Rewrite the material from its beginning through the line containing "positive clicks: (263, 212) (260, 214)", replacing "Produce" with "Generate" and leaving everything else unchanged. Omit the pictures from your response.
::::::
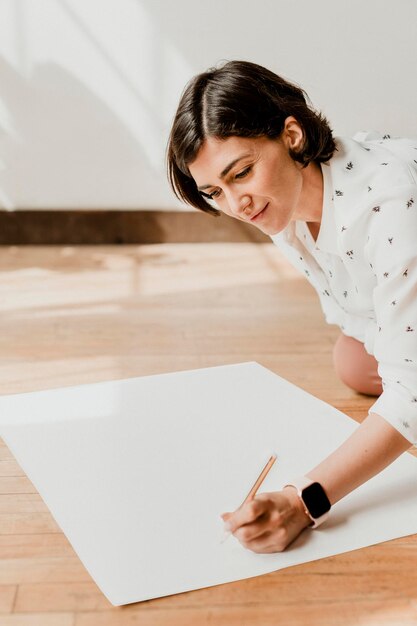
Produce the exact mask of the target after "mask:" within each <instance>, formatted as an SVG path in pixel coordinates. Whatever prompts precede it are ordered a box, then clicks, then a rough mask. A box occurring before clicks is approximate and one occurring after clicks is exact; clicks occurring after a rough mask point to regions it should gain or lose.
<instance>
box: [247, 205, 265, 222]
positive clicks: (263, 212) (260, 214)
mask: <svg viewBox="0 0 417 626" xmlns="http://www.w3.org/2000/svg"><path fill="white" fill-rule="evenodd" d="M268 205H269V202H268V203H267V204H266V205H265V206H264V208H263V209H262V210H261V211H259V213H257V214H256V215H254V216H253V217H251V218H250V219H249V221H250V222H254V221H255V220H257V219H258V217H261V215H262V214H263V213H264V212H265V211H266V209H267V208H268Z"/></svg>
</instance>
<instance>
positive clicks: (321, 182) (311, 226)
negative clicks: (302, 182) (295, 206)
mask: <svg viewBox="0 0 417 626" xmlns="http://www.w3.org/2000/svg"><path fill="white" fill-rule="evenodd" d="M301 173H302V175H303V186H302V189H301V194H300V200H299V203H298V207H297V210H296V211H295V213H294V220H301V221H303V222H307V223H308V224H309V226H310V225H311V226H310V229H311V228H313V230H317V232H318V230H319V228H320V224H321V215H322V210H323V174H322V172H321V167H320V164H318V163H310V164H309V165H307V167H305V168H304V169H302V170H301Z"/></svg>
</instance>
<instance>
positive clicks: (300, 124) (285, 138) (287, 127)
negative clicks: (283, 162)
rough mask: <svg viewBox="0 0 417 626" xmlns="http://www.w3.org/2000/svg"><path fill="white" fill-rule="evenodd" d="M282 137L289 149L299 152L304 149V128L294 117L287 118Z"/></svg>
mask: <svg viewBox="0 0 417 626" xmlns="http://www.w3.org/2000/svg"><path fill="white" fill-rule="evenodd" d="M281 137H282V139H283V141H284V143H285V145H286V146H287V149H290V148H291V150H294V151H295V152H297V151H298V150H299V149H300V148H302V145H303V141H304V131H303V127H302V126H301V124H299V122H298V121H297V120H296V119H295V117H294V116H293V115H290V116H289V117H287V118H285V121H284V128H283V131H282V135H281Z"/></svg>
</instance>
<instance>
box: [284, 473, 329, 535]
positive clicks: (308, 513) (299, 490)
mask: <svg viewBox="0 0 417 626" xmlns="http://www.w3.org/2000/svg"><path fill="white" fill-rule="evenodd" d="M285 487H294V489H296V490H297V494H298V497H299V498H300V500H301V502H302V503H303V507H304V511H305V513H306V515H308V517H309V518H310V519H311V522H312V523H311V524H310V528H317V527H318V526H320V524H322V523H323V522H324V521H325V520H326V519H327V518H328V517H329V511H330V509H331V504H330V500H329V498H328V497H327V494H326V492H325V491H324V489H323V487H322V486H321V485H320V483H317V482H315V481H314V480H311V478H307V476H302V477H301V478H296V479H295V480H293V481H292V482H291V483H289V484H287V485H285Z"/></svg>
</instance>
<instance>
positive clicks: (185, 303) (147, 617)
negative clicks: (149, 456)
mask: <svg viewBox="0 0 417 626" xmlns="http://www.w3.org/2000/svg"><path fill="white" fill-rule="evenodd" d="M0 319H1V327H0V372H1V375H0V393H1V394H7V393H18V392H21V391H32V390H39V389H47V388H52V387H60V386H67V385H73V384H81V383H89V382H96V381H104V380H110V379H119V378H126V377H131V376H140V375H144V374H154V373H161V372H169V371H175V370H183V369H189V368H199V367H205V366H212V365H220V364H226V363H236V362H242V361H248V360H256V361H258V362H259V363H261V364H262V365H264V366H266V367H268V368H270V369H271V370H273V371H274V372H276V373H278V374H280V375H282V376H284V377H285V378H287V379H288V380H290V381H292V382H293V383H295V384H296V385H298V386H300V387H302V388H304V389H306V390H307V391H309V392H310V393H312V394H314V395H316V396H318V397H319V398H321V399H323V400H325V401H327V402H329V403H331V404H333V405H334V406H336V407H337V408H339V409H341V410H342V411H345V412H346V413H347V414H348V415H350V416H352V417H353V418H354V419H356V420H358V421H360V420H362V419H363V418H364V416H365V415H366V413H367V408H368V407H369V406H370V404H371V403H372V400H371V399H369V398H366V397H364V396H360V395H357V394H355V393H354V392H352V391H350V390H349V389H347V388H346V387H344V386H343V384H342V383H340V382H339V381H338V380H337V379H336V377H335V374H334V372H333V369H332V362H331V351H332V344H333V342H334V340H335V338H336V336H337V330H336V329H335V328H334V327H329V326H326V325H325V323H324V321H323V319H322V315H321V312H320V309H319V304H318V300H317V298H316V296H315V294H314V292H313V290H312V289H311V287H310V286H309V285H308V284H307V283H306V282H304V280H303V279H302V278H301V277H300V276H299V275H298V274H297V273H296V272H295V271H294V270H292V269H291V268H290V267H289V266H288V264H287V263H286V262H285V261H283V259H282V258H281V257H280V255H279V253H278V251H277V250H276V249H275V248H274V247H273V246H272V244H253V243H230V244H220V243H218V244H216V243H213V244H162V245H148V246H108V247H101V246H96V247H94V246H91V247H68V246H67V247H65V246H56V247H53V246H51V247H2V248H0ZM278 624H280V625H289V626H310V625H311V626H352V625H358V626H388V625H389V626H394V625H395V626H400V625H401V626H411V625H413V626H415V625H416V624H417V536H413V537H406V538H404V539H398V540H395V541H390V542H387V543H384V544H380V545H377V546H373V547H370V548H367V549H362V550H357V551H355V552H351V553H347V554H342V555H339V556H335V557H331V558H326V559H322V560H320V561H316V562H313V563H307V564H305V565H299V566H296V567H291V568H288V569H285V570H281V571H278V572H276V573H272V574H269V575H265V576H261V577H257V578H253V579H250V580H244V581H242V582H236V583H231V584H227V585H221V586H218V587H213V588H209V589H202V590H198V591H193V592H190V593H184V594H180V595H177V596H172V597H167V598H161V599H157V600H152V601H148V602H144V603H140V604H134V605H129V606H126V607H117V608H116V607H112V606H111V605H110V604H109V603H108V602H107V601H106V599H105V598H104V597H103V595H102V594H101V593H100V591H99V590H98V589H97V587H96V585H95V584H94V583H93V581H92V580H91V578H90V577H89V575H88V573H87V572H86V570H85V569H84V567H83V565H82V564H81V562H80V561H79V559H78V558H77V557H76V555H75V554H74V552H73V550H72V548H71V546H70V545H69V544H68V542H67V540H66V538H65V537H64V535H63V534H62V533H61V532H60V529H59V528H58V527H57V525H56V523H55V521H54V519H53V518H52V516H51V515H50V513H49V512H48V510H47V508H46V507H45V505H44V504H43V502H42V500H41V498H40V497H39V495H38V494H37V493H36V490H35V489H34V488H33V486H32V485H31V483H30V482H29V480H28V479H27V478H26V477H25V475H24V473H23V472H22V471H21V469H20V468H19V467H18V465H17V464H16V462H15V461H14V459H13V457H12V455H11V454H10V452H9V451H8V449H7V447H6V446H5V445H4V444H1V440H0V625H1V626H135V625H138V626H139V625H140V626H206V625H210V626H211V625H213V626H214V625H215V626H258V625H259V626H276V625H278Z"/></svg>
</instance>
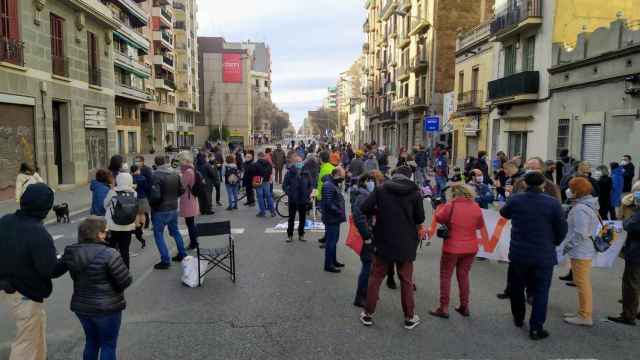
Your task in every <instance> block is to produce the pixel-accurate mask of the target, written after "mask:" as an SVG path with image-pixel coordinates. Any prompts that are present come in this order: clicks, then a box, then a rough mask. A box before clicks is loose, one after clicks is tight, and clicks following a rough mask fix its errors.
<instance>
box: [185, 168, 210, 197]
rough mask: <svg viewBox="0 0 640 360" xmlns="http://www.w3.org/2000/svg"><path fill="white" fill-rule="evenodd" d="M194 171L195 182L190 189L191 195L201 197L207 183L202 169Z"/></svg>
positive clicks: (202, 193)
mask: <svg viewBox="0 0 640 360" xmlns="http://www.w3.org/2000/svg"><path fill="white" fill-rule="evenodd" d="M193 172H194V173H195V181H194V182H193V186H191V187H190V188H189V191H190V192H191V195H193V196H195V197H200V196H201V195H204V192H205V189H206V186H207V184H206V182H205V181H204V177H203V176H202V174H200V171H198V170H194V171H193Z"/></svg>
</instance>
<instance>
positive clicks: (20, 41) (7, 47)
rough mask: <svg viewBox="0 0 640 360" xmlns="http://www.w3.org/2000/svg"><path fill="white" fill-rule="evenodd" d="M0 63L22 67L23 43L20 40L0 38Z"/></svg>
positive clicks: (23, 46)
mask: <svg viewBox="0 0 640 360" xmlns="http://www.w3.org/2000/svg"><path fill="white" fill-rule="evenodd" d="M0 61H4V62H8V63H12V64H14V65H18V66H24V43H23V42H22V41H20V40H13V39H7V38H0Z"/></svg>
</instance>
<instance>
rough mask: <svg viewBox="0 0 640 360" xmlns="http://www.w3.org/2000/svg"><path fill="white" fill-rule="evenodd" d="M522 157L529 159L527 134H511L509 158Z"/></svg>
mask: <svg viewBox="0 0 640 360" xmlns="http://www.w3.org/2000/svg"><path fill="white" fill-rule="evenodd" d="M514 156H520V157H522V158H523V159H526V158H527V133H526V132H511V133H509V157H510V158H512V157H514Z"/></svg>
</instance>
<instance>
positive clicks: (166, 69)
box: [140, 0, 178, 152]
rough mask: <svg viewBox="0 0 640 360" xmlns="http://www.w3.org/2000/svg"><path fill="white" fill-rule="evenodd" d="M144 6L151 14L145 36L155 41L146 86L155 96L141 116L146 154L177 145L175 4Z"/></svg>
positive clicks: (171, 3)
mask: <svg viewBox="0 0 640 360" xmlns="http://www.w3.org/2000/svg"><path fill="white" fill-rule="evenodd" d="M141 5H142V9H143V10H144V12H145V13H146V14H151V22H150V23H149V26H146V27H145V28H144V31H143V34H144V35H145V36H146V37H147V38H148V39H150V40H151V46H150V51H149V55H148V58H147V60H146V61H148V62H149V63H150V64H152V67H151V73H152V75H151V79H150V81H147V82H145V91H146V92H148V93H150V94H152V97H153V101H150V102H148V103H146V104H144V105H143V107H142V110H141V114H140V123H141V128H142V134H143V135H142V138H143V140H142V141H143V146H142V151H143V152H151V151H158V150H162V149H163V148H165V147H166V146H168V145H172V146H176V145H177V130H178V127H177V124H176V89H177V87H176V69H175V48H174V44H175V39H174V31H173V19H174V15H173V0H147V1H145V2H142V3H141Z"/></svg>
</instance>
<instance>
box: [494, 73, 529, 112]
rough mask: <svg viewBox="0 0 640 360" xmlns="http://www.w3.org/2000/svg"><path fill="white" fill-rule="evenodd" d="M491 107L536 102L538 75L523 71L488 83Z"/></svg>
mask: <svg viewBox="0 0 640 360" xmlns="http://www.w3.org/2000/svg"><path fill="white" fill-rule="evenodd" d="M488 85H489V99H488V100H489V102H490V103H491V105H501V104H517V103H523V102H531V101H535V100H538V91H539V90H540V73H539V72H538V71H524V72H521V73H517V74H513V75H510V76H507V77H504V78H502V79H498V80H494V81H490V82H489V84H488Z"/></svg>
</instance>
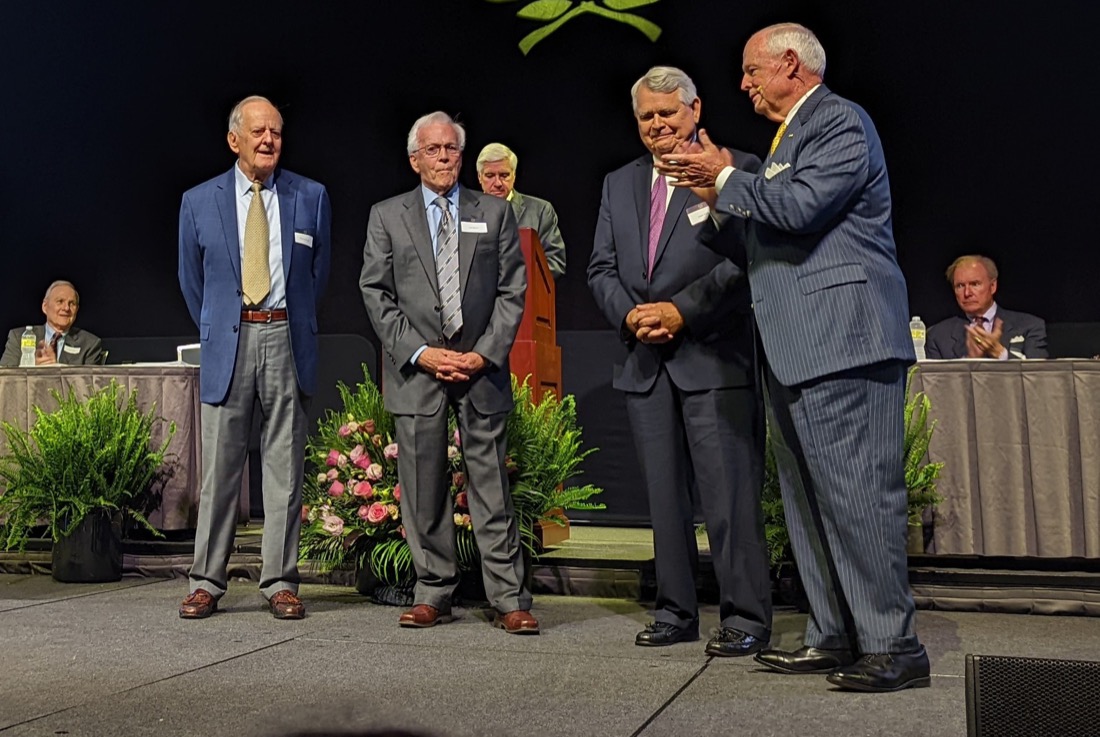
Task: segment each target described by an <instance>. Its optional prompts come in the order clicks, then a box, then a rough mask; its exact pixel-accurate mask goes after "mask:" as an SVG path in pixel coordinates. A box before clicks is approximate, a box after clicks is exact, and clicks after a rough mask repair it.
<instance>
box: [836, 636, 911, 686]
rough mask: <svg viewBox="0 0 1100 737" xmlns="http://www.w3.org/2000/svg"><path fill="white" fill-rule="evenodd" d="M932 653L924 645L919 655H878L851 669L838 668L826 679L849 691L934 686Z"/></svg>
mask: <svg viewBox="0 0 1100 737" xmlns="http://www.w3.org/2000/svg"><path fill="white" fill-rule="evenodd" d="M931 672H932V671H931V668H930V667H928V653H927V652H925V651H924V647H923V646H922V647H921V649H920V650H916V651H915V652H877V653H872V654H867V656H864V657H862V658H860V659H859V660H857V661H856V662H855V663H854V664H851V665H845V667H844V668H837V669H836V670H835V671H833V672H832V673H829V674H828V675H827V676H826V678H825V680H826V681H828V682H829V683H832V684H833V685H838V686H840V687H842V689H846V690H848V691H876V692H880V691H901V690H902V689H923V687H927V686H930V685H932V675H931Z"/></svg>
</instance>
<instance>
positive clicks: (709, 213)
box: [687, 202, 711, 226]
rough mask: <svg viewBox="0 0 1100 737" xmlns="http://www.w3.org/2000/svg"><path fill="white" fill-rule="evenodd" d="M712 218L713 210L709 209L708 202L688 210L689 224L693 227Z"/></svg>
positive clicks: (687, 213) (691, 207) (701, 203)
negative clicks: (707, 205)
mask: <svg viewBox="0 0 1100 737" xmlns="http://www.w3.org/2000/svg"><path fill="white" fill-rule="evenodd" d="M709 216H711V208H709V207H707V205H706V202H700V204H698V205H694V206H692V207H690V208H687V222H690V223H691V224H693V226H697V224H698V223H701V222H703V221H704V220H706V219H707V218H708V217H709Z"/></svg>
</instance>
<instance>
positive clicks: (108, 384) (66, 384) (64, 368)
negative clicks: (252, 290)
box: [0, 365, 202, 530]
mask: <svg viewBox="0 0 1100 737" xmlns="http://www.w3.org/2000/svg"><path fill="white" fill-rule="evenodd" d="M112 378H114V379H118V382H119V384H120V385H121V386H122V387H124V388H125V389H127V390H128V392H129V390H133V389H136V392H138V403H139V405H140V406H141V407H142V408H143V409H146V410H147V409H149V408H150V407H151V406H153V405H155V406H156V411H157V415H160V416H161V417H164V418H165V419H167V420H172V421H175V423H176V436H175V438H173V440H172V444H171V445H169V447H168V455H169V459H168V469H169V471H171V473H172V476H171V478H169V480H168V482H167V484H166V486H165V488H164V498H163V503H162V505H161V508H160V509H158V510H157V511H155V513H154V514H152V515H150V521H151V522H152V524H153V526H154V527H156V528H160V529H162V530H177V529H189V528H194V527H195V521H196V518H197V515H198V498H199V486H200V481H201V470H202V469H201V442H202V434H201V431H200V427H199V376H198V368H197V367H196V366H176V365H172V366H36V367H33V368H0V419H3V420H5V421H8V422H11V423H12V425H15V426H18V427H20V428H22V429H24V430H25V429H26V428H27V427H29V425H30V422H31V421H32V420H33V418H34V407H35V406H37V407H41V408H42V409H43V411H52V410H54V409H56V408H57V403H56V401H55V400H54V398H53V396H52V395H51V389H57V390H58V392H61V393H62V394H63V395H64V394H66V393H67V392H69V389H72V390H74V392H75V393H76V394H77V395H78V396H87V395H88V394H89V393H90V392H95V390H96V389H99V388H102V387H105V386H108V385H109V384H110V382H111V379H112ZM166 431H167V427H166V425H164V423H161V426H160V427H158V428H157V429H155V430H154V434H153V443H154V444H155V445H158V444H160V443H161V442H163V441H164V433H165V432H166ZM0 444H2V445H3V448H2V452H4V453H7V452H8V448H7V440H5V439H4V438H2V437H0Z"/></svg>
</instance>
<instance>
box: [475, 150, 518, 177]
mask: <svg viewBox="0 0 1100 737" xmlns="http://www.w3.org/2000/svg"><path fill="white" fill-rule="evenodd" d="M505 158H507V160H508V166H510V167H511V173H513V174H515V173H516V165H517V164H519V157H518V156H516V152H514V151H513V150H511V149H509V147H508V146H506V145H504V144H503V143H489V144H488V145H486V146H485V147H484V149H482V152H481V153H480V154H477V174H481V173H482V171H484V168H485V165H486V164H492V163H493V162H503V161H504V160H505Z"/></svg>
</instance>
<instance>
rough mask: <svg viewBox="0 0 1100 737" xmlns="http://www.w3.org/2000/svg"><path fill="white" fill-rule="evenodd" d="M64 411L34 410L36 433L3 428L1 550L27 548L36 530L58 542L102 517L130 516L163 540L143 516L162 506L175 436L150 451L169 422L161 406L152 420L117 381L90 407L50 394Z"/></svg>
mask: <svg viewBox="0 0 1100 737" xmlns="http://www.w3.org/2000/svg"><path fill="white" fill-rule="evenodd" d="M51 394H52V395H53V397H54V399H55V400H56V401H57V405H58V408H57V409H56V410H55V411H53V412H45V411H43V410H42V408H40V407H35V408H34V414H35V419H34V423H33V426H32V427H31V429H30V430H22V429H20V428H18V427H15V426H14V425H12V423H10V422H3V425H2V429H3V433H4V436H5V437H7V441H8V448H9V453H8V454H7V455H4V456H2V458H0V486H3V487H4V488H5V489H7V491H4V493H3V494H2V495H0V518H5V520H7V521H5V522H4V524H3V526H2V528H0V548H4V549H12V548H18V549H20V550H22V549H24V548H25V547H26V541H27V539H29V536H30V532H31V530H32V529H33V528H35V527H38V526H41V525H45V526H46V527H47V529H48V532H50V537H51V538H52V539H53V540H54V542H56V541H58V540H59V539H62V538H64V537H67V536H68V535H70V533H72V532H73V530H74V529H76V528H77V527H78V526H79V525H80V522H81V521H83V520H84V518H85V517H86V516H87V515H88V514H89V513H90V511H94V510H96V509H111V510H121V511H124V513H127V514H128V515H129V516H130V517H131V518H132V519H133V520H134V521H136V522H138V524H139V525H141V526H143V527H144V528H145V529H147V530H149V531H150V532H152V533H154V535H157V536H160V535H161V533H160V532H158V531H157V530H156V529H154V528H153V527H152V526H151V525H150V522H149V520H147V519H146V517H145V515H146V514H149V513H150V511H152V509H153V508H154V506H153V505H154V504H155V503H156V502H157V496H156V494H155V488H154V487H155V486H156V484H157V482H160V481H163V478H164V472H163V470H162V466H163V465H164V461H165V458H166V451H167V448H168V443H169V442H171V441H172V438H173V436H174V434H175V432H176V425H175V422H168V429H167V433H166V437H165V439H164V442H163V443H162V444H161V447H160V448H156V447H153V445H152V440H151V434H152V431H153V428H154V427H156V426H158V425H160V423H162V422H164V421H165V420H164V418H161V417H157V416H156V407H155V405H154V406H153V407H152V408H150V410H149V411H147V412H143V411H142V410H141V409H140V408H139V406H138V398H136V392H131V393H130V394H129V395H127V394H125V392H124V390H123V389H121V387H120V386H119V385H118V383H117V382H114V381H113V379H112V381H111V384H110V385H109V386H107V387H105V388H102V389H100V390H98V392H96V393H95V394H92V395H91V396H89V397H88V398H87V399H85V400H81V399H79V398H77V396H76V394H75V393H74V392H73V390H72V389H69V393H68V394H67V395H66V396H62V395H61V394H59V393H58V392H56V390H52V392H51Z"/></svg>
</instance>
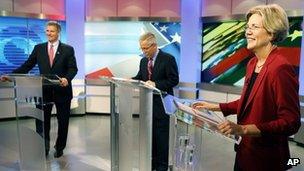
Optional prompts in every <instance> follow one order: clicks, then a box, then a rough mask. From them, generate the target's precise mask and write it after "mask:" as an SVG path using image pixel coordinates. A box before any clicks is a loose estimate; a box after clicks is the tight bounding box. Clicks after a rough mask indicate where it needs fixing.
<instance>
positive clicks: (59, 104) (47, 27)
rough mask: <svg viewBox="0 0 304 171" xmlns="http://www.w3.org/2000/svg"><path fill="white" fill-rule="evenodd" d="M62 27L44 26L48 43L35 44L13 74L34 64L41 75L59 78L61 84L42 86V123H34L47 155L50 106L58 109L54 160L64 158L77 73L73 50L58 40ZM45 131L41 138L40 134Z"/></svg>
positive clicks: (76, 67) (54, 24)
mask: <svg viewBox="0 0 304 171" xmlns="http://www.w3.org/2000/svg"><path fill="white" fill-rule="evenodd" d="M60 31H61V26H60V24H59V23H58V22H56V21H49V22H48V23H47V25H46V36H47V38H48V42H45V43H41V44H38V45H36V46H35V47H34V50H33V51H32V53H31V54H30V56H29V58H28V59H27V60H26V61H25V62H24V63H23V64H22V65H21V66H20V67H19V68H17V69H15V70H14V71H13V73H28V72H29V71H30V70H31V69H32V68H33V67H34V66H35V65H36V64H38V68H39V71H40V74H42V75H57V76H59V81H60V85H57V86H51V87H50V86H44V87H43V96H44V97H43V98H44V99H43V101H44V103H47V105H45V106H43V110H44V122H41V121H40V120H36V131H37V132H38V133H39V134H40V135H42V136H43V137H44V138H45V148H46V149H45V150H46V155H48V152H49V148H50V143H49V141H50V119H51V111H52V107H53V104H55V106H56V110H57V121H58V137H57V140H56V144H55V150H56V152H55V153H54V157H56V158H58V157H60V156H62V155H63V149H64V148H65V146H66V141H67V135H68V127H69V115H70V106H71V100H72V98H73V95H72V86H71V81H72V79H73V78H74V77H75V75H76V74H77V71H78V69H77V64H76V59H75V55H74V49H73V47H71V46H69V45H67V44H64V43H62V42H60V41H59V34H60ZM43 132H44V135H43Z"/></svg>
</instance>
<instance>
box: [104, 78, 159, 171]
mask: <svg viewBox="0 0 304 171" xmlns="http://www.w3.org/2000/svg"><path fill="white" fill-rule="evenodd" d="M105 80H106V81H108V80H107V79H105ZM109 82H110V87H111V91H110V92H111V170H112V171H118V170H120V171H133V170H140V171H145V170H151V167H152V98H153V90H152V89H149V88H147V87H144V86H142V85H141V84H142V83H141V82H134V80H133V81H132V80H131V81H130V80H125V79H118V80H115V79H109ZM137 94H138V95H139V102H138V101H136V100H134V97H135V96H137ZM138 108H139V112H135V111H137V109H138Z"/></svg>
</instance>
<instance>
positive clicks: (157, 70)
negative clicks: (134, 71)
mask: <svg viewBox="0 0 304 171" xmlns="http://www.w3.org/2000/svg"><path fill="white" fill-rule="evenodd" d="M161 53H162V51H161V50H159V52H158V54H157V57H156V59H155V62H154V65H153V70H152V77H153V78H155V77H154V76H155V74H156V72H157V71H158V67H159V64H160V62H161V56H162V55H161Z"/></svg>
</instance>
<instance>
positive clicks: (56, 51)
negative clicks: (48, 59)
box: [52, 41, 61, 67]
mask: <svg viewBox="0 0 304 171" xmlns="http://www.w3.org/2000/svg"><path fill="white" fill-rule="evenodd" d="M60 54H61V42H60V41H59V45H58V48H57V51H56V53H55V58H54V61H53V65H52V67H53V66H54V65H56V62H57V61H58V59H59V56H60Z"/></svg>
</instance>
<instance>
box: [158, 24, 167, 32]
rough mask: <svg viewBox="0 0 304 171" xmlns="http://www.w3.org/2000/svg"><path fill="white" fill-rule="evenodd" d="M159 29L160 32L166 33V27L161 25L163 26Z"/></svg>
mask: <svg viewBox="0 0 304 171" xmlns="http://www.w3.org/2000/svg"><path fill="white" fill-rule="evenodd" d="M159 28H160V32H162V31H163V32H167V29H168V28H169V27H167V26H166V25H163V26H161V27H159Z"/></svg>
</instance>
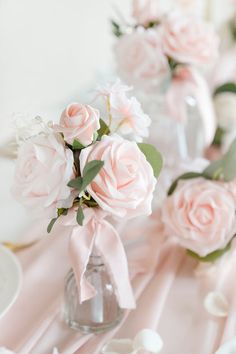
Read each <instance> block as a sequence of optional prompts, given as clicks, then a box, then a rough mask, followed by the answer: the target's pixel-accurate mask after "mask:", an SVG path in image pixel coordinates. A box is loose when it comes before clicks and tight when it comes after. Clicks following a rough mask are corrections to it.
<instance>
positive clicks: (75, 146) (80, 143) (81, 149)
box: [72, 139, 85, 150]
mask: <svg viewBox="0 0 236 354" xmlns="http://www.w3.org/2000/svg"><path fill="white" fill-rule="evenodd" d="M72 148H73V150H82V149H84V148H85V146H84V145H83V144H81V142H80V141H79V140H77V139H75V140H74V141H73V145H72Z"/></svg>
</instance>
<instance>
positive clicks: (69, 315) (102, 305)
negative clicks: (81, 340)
::::::
# Result below
Generate the exact mask of the target after "mask:" within each <instance>, formatted as an SVG path in pixel coordinates. Whatever prompts precede it are ordered a box, then clicks, then a rough mask. A box occurring before clicks is approximate and one occurring after clicks is exact; clicks occurring after a rough mask point to regions it should gain or lose.
<instance>
box: [247, 205, 265, 222]
positive clicks: (263, 212) (260, 214)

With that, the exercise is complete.